## [BRIEF]
Can you reproduce the material starting at the line containing "of wooden table." and ending at the line containing "[0,0,549,75]", both included, with "occurrence" changed to "appearance" throughout and nothing else altered? Give back only those lines.

::: EXERCISE MATERIAL

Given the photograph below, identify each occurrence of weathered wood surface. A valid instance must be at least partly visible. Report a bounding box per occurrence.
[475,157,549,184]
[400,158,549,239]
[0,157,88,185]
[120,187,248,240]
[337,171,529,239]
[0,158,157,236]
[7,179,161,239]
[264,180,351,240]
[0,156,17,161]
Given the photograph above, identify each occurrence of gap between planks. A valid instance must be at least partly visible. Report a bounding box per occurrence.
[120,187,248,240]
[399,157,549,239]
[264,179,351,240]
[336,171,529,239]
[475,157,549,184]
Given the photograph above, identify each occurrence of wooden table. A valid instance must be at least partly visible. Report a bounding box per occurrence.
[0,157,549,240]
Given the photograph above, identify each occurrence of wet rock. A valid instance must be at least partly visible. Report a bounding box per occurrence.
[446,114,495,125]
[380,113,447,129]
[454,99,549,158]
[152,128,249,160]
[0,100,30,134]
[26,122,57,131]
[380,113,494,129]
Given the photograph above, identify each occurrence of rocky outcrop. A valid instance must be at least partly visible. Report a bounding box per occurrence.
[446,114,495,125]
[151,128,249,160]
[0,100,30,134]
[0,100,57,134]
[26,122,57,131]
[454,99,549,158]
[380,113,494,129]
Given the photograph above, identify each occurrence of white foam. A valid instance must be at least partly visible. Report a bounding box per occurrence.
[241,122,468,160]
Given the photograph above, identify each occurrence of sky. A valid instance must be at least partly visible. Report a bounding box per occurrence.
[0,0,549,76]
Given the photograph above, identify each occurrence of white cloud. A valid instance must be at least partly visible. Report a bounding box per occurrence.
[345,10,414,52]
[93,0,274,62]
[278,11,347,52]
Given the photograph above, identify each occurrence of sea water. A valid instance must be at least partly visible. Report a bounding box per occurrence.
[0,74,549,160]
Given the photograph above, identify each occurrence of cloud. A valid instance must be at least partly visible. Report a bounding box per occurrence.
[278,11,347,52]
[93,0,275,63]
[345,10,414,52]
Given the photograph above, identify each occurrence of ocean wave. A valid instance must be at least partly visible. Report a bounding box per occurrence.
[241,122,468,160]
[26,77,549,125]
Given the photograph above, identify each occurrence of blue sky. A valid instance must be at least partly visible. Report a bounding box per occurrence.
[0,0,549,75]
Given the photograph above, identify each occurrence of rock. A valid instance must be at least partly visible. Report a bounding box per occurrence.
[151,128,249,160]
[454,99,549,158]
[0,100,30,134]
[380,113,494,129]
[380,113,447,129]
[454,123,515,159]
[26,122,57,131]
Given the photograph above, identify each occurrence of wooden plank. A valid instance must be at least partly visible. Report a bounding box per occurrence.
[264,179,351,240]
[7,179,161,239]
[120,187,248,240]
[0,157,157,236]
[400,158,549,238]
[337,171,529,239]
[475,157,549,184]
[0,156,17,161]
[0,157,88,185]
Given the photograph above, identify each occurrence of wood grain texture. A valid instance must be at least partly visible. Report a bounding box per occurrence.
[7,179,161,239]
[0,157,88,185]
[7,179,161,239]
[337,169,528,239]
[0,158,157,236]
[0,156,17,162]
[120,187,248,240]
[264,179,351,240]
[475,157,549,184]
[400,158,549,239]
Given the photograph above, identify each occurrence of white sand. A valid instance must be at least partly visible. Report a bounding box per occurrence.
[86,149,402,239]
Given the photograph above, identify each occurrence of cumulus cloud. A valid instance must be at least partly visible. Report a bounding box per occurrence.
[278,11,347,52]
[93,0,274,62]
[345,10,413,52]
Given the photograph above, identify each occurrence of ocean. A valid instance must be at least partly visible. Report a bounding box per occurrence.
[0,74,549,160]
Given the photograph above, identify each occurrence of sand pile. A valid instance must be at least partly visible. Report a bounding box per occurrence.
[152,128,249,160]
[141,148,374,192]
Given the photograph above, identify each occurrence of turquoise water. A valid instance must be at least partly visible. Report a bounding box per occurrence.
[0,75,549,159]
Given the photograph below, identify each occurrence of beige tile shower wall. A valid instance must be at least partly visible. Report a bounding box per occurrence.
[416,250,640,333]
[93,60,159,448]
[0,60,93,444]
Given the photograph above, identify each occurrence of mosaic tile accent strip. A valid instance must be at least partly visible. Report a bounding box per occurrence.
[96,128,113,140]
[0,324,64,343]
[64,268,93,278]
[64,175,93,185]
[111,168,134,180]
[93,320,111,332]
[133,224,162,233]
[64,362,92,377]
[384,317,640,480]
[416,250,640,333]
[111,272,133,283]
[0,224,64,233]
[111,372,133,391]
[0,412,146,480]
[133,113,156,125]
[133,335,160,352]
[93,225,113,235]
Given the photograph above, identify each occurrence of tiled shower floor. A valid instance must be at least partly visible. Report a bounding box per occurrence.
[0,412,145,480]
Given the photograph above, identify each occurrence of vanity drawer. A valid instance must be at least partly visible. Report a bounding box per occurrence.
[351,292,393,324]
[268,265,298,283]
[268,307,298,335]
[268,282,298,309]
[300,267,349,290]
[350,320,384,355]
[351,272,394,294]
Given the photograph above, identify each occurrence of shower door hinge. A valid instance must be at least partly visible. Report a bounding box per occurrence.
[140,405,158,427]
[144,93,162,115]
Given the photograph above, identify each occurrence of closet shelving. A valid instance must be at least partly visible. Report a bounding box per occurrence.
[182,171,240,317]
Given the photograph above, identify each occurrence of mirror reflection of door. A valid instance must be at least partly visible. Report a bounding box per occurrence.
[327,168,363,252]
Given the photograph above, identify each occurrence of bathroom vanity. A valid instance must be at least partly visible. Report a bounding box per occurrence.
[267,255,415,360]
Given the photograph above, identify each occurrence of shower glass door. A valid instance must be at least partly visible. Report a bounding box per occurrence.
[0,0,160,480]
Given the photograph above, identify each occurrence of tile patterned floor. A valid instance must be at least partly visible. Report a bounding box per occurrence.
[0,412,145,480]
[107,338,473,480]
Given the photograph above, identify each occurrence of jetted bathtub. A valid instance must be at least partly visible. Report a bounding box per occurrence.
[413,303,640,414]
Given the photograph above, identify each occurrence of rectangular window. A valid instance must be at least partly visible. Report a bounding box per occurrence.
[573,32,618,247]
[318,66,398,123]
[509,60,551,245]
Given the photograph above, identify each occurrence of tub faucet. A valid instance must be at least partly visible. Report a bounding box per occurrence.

::::::

## [SOLUTION]
Given the photograph above, identify each appearance of wooden table. A valid instance must be at least partly visible. Report a bounding box per appearance.
[0,157,549,240]
Given the photograph above, identify each appearance of wet rock. A valid instance must be at least partly visible. Report a bounding box per appearance.
[446,114,495,125]
[380,113,447,129]
[454,99,549,158]
[152,128,249,160]
[0,100,30,134]
[26,122,57,131]
[380,113,494,129]
Given the photograph above, identify each appearance of rocky outcrop. A valid instance must be at least partly visible. Report a bounding box per appearance.
[446,114,495,125]
[151,128,249,160]
[0,100,30,134]
[0,100,57,134]
[26,122,57,131]
[454,99,549,158]
[380,113,494,129]
Given the photograph above, identify each appearance of white foam. A valid instance must be at least partly visible. Report a bounding box per appearance.
[241,122,468,160]
Given the photograph above, identify each appearance of sky. A valid instance must be at least partly visible. Report a bounding box per appearance.
[0,0,549,76]
Given the photograph above, identify each appearance of white cloud. A valid instance must be at least partly visible. Report a bounding box per appearance.
[345,10,414,52]
[93,0,274,62]
[278,11,347,52]
Given the photograph above, identify each appearance of sea water. A valid instance must be at least partly visible. Report a bounding box per appearance.
[0,74,549,160]
Given the photograph above, identify each appearance of cloud. A valid instance must be at least partly visible. Report a bounding box per appearance.
[278,11,347,52]
[93,0,275,63]
[345,10,414,52]
Given the photograph above, identify each appearance of ocean wave. A valid instance must be at least partly visible. Report a bounding box per appearance.
[241,122,468,160]
[26,77,549,125]
Given the photograph above, identify each appearance of blue sky. A valid instance must be at least partly visible. Report a bounding box per appearance.
[0,0,549,75]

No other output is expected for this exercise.